◆ Exercise text

Tobe Hooper's 1974 film The Texas Chain Saw Massacre is one of cinema's OG horror classics and a must see for any scary movie aficionado. Given how stomach-churning a lot of the scenes in the gory slasher can be, it's hard to imagine that the film's story has any root in reality. Unfortunately, like a lot of movies and TV shows out there, a real-life serial killer served as inspiration for the movie's chainsaw-wielding villain, Leatherface.
While a family of cannibalistic hillbillies who prey on unsuspecting teenagers is luckily not part of the original story (that we know of), the idea for Leatherface came out of the case of murderer Edward Theodore "Ed" Gein, also known as the Butcher of Plainfield. He is suspected to have killed several victims between the years of 1954 and 1957 and remains one of the most disturbing and notorious serial killers in history.
The Origin of a Serial Killer
As a young man growing up in La Crosse, WI, in the early 1900s, Gein became obsessed with his religious fanatic of a mother, Augusta, who frequently ranted and raved about lust and carnal desire to Gein and his older brother, Henry. Henry would often criticize their mother, which infuriated Gein. In 1944, while the brothers were fighting a fire in the brush near their farm in Plainfield, WI, Henry went missing. Though he was later found by police with large bruises on his head, untouched by the fire, the officers dismissed Gein as a suspect due to his shy and docile nature.
Since he didn't have a close relationship with his alcoholic father, George, Gein obsessively cared for his mother until her death in 1945. After she passed, he took up the unsettling habit of robbing graves containing recently buried female bodies. He'd cut off body parts as souvenirs (and then return the rest of the body to the grave), which led to him experimenting with necrophilia and human taxidermy.
Michael Wincott's portrayal of Gein in Hitchcock.
Like Leatherface, he moved into a ramshackle home which he filled with his gruesome "trophies." Unlike the movie's killer, however, Gein wore the skins of his victims for reasons other than a disfiguring skin disease. To quell his desire to be a woman, he took to tanning the skins of the corpses he dug up to make corsets, leggings, belts made from female nipples, and masks so he could make a "woman suit" and become his mother. He reportedly had a vest of female skin complete with breasts attached and female genitalia to wear over his own.

◆ Recorded data

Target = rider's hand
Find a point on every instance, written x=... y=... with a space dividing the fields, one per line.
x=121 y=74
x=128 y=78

◆ Work order 1
From the text on Ed Gein and Leatherface, extract the passage that begins with the words containing "Since he didn't" and ends with "Gein in Hitchcock.".
◆ Work order 2
According to the text on Ed Gein and Leatherface, what nickname was Edward Theodore Gein also known by?

◆ Result 1
Since he didn't have a close relationship with his alcoholic father, George, Gein obsessively cared for his mother until her death in 1945. After she passed, he took up the unsettling habit of robbing graves containing recently buried female bodies. He'd cut off body parts as souvenirs (and then return the rest of the body to the grave), which led to him experimenting with necrophilia and human taxidermy.
Michael Wincott's portrayal of Gein in Hitchcock.

◆ Result 2
The Butcher of Plainfield.